Source
I'm seeking to clarify the recent correspondence I received regarding the change of the SAML authentication over to a paid product. According to the announcement SAML can only be used if you purchase the premium identity offering. The only functionality we use is to authenticate with Microsoft Azure AD so that users don't need to remember another password.
I've just sold Confluence to the business for about 300 users and within a few months being told this feature will almost double the cost of using Confluence (according to website pricing).
We use a number of cloud based systems and single sign-on is a key feature we look for. No other product we use charges for this feature. You could even argue it's simpler because Microsoft handles the login and management of users and passwords.
Is there a way to use SAML without needing to purchase the identity product?
Hi Jason,
From the time you posted this question to today, Identity Manager has been launched officially and re-branded to Atlassian Access.
We heard the concerns of our customers regarding the pricing for the product during the Early Access Program and we've made solid changes to it, we'd like to ask you and other community members from this question to check again on the URL below and use the calculator from the first URL, the second URL has FAQs regarding the licensing.

Record list
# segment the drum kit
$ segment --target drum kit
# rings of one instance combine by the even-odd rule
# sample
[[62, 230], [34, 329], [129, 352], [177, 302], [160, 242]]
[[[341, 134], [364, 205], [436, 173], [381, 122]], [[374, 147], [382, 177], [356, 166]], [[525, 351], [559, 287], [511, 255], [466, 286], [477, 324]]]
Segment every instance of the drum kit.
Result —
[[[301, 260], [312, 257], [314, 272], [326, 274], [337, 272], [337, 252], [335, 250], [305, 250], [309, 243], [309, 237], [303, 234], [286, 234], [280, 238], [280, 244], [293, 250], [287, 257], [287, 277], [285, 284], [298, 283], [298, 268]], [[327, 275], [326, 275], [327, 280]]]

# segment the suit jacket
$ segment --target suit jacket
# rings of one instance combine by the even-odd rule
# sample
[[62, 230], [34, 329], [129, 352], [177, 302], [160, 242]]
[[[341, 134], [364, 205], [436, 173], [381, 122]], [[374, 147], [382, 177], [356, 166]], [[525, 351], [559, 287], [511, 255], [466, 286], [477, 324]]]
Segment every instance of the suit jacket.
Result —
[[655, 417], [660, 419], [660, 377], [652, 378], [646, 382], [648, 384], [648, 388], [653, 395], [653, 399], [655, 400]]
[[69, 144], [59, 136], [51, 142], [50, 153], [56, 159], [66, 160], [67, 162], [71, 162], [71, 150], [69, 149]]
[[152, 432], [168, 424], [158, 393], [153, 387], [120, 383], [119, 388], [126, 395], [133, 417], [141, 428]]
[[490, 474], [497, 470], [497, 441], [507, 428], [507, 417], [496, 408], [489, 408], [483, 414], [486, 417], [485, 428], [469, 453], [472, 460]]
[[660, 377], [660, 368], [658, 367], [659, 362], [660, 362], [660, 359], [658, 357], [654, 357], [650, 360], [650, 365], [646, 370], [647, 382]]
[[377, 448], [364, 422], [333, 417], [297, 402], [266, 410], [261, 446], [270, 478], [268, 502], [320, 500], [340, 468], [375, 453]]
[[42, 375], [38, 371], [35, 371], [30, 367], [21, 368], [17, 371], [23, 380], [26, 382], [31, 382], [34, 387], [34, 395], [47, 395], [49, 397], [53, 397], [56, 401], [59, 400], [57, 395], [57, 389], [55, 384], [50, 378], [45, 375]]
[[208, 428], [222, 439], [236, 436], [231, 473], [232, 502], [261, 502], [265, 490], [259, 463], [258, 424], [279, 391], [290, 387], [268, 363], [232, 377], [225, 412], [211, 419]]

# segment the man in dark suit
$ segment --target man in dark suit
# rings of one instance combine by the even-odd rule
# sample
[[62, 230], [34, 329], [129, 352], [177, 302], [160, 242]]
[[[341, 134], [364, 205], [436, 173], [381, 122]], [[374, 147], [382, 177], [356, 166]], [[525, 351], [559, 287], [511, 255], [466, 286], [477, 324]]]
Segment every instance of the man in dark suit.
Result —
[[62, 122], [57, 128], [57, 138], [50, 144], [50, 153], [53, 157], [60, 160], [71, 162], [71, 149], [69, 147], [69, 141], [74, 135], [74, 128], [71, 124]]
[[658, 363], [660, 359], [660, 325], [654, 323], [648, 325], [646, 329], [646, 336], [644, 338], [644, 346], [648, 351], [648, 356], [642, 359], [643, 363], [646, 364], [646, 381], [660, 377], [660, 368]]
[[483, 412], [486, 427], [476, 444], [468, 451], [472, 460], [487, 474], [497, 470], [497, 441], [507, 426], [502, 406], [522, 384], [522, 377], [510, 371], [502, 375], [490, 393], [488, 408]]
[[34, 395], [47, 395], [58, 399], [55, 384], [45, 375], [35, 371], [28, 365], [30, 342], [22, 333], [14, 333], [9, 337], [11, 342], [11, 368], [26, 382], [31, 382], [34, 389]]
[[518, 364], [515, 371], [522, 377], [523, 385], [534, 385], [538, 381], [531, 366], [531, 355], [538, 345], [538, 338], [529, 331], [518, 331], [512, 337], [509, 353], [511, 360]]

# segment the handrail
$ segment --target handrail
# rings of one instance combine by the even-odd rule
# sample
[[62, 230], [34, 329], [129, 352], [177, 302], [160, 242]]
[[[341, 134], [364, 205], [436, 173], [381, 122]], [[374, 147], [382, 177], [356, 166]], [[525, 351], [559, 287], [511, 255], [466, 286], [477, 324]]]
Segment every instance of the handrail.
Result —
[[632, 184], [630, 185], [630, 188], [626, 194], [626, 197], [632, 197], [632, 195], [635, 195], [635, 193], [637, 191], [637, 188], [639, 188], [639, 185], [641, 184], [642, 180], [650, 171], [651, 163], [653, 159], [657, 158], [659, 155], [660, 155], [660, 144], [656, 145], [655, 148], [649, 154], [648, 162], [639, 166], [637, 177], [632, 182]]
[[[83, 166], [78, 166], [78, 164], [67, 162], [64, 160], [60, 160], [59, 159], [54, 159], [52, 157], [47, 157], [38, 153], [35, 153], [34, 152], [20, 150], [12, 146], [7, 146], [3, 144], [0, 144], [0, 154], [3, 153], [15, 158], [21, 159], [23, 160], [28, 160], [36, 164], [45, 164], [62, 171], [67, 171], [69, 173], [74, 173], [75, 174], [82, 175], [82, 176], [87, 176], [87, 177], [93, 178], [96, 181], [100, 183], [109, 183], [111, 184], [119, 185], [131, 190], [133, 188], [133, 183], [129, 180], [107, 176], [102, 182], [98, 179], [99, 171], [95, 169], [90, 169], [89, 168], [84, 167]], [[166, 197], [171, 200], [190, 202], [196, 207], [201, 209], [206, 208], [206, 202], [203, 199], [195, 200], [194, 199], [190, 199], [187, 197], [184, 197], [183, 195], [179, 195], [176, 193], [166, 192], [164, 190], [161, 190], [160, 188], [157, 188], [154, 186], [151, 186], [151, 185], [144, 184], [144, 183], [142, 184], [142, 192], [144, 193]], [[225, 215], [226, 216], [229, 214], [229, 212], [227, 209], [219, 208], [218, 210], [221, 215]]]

Job
Can you summarize the SAML pricing thread above in two sentences?

Result of this task
A Confluence customer who recently sold the product to about 300 users objects that SAML, used only to sign in through Microsoft Azure AD, will now require a paid premium identity product that would almost double the cost, and asks whether SAML can be used without buying it. The reply says Identity Manager has since launched officially as Atlassian Access, with pricing changes made in response to customer concerns, and points readers to a calculator and licensing FAQs at the URLs it mentions.